─── Extracted information

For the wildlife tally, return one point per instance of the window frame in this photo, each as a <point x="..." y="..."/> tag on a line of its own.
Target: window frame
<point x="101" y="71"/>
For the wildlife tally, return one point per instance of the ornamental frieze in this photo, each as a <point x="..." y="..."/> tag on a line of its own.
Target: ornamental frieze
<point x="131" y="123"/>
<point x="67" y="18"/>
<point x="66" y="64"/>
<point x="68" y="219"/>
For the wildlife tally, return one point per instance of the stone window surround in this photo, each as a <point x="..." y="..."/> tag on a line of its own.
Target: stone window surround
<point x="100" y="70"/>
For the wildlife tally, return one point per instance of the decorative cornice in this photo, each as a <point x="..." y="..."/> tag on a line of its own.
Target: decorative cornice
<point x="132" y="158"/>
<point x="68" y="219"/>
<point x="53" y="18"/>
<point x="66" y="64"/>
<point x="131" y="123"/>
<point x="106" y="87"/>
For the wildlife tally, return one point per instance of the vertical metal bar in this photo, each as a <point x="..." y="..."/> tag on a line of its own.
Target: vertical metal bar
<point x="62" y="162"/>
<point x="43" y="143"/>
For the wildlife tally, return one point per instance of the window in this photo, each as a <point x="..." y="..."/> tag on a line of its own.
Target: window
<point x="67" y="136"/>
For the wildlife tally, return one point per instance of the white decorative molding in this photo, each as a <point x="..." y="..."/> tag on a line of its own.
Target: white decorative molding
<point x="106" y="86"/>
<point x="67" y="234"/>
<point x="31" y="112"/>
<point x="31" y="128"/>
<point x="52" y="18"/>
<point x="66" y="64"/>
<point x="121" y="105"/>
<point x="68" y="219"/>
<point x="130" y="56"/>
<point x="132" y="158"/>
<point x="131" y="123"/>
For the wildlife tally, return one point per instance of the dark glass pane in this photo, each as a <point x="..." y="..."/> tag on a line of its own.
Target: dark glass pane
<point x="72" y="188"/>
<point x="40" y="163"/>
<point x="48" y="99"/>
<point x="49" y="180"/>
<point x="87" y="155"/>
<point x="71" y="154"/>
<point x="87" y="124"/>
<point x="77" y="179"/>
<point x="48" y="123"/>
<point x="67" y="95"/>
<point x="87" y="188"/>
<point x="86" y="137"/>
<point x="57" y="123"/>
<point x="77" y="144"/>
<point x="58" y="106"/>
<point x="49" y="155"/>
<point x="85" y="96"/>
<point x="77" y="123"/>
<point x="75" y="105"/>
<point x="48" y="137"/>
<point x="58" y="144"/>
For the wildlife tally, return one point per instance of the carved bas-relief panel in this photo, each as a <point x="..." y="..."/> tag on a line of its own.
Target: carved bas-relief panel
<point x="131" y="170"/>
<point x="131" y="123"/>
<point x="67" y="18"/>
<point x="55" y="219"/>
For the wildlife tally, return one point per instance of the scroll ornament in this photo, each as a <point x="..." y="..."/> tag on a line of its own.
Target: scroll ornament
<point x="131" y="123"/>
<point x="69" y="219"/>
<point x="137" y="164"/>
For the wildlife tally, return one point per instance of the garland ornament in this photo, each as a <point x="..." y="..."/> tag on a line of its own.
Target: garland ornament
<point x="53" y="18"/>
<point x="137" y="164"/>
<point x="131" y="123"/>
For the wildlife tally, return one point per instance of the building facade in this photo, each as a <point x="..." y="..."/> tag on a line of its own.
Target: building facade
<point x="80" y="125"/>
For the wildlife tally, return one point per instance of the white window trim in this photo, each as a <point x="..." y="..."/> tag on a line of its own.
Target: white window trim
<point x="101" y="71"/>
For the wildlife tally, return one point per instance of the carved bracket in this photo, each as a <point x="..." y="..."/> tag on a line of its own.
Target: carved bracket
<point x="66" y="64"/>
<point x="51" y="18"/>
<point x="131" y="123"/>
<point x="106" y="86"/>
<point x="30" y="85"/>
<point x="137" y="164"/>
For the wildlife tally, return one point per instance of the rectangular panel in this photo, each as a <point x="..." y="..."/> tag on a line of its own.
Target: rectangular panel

──────

Rewrite every entry above, switching "wildlife tally" to "building survey" wherever it occurs and leaving everything else unchanged.

● The result:
For the building survey, return one point per instance of the window frame in this photo, each as a <point x="..." y="..."/> tag on a line of its own.
Target: window frame
<point x="101" y="71"/>
For the building survey, return one point per instance of the ornamental frieze in this photo, each as a <point x="..." y="..."/> tag on a line of its own.
Target: ornamental frieze
<point x="131" y="123"/>
<point x="67" y="18"/>
<point x="66" y="64"/>
<point x="68" y="219"/>
For the building survey, return one point per instance of the stone window surround in this photo, each as a <point x="..." y="..."/> tag on a line of its own.
Target: stone window surround
<point x="100" y="70"/>
For the building survey, return one point per instance of the decorative cornice in this photo, each as a <point x="..." y="..."/> tag on a line of its own.
Target: decorative cornice
<point x="132" y="158"/>
<point x="68" y="219"/>
<point x="53" y="18"/>
<point x="66" y="64"/>
<point x="131" y="123"/>
<point x="106" y="87"/>
For the building survey, return one point per instance of the vertical metal bar in this photo, each as a <point x="..." y="..."/> tag on a line of its own.
Target: vertical metal bar
<point x="62" y="162"/>
<point x="43" y="143"/>
For the building survey, return one point per instance of the window in this photo, each as a <point x="..." y="..."/> tag on a line of its own.
Target: window
<point x="67" y="136"/>
For the building survey, return one point per instance of the white decorative molding in this photo, each as a <point x="..." y="..."/> tag on a line of its own.
Target: white decorative molding
<point x="106" y="86"/>
<point x="67" y="234"/>
<point x="31" y="112"/>
<point x="31" y="128"/>
<point x="52" y="18"/>
<point x="66" y="64"/>
<point x="121" y="105"/>
<point x="68" y="219"/>
<point x="130" y="56"/>
<point x="132" y="158"/>
<point x="131" y="123"/>
For the building survey, return one point per instance of the dark glass pane in this photo, each as a <point x="..." y="..."/> tag on a line of its own.
Target: dark glass pane
<point x="72" y="188"/>
<point x="40" y="163"/>
<point x="48" y="99"/>
<point x="49" y="180"/>
<point x="87" y="155"/>
<point x="71" y="154"/>
<point x="87" y="124"/>
<point x="77" y="179"/>
<point x="48" y="123"/>
<point x="67" y="95"/>
<point x="87" y="188"/>
<point x="86" y="137"/>
<point x="57" y="123"/>
<point x="77" y="144"/>
<point x="58" y="106"/>
<point x="49" y="155"/>
<point x="85" y="96"/>
<point x="77" y="123"/>
<point x="75" y="105"/>
<point x="48" y="137"/>
<point x="58" y="144"/>
For the building survey, return one point per instance of the carved bas-relief panel in this photo, each as a <point x="..." y="..."/> tag on a line of its own.
Target: carved bas-relief panel
<point x="131" y="170"/>
<point x="131" y="123"/>
<point x="67" y="18"/>
<point x="55" y="219"/>
For the building survey, return one point per instance of the scroll ornament in this photo, each as a <point x="..." y="..."/> tag on a line of its own.
Target: scroll ornament
<point x="131" y="123"/>
<point x="69" y="219"/>
<point x="137" y="164"/>
For the building survey, return one point per instance of the garland ornament in this photo, each as a <point x="..." y="..."/> tag on a line of its own.
Target: garland ornament
<point x="53" y="18"/>
<point x="137" y="164"/>
<point x="131" y="123"/>
For the building survey, return one point per instance of the building facade in this photo, each as a <point x="..." y="..."/> tag on a line of its own.
Target: building facade
<point x="80" y="125"/>
For the building survey, return one point per instance of the white window trim in this photo, each as a <point x="..." y="..."/> tag on a line of its own.
Target: white window trim
<point x="101" y="71"/>
For the building survey, return one point per instance of the carved bracket in this photo, each as a <point x="..." y="..."/> tag on a line of its own.
Target: carved bracket
<point x="66" y="64"/>
<point x="51" y="18"/>
<point x="131" y="123"/>
<point x="106" y="86"/>
<point x="30" y="85"/>
<point x="137" y="164"/>
For the building survey, return one point per instance of the rectangular panel in this photo, each as a <point x="..." y="..."/> tag on a line of its own.
Target: rectangular panel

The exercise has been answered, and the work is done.